• **Work required**: Report each line of the records below that holds the word "bare".
□ □ □ □
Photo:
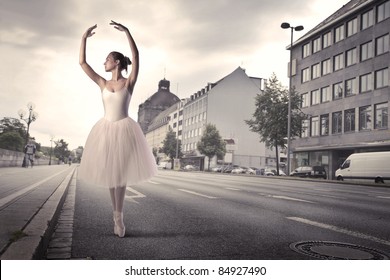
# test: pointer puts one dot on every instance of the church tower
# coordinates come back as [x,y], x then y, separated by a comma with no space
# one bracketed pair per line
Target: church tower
[158,102]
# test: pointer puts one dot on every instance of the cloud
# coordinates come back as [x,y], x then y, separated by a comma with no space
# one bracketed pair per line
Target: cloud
[190,43]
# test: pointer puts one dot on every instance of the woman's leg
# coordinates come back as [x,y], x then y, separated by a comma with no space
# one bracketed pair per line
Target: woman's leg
[119,201]
[113,202]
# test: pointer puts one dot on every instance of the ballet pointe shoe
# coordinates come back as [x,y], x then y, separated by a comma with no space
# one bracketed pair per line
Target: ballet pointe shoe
[115,225]
[119,226]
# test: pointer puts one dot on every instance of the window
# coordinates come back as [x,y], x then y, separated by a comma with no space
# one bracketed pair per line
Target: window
[382,44]
[315,97]
[314,126]
[325,94]
[382,78]
[305,100]
[326,67]
[317,45]
[381,115]
[306,50]
[339,33]
[367,19]
[350,87]
[327,40]
[383,11]
[352,27]
[324,119]
[366,51]
[337,120]
[366,82]
[305,75]
[351,57]
[315,71]
[337,91]
[365,118]
[305,126]
[338,62]
[349,120]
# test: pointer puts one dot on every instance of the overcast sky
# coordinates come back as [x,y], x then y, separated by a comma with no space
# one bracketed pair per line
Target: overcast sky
[188,42]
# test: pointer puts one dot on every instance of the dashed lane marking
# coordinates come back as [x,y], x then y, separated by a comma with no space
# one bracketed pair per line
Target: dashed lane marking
[232,189]
[15,195]
[285,198]
[198,194]
[136,194]
[340,230]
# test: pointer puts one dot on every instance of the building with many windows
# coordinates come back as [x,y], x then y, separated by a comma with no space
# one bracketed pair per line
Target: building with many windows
[226,104]
[342,71]
[154,105]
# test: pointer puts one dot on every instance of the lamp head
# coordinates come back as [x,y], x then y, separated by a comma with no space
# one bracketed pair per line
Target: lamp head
[285,25]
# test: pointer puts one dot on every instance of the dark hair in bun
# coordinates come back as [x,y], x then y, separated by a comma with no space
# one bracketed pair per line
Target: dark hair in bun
[124,60]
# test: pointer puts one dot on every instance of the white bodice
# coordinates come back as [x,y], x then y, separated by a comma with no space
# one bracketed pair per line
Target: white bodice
[116,104]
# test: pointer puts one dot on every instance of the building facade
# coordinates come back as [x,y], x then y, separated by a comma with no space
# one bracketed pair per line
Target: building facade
[226,104]
[154,105]
[341,68]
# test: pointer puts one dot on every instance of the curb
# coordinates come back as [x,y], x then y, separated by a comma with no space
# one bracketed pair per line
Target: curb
[41,227]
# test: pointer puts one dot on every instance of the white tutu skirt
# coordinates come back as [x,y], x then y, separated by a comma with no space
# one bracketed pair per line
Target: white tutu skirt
[116,154]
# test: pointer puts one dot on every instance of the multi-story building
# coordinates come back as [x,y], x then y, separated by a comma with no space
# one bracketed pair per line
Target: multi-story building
[171,118]
[226,104]
[154,105]
[341,68]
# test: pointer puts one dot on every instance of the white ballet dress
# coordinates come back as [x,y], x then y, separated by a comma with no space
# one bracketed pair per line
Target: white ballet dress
[116,153]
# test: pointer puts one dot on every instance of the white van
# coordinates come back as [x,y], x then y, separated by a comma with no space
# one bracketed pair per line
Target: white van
[374,167]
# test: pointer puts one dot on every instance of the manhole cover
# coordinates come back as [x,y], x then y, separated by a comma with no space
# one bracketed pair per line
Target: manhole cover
[337,251]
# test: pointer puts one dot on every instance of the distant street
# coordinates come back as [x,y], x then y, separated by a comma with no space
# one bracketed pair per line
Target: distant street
[180,215]
[23,191]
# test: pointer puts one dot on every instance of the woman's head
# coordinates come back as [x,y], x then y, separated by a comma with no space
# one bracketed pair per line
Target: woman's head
[124,61]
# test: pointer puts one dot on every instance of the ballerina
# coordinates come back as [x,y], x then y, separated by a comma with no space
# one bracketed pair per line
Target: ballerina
[116,153]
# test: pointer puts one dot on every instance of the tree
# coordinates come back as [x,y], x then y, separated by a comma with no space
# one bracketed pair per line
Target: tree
[11,131]
[11,140]
[170,145]
[270,119]
[211,144]
[61,150]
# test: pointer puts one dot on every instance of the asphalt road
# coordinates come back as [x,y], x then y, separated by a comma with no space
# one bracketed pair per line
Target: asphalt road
[184,215]
[23,194]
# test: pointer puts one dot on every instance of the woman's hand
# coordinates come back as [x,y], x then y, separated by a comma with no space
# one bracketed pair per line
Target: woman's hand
[118,26]
[89,31]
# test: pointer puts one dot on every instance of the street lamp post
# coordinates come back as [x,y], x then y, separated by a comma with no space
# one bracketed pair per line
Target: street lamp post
[286,25]
[32,116]
[51,148]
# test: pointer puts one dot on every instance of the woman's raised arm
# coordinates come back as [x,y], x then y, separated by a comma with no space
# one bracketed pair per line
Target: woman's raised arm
[83,59]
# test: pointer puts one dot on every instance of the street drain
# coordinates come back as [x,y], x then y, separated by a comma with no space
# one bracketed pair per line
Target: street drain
[337,251]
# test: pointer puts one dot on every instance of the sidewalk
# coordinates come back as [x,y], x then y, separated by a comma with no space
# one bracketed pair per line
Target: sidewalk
[39,230]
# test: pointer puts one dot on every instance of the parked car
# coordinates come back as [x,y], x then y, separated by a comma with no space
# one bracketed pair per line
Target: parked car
[239,170]
[253,171]
[190,167]
[272,172]
[310,171]
[217,168]
[372,167]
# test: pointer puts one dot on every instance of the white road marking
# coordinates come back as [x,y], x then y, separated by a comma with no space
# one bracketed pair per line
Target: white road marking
[152,182]
[340,230]
[137,194]
[386,197]
[7,199]
[286,198]
[232,189]
[198,194]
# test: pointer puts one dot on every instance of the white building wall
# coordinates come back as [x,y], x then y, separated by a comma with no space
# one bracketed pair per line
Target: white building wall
[230,103]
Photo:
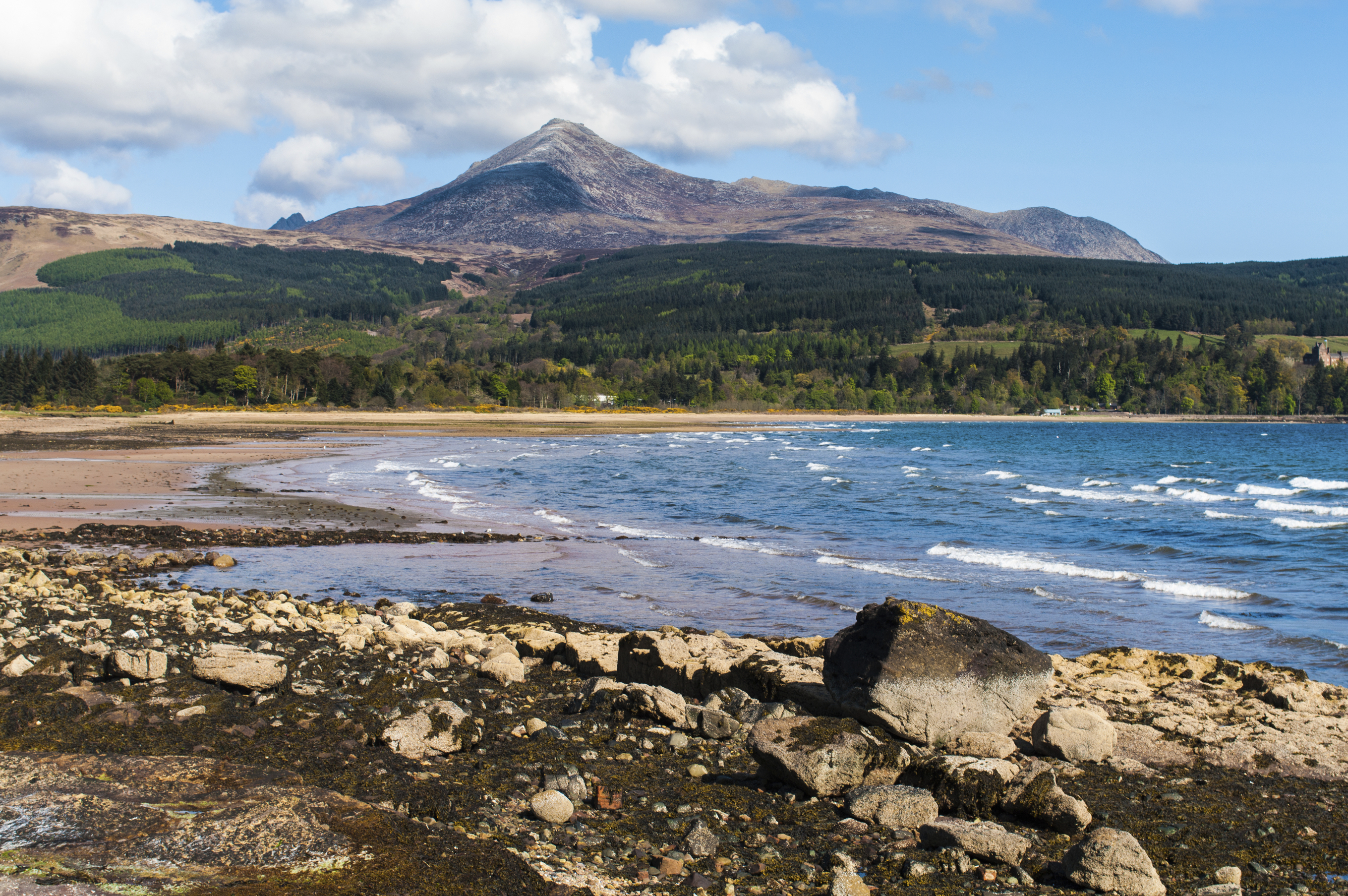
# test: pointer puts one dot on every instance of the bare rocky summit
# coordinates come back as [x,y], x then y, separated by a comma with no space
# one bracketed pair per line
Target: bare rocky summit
□ □ □ □
• **Solved problem**:
# test: pointer puts one dot on every instance of the bare rocky summit
Target: bare rocky summit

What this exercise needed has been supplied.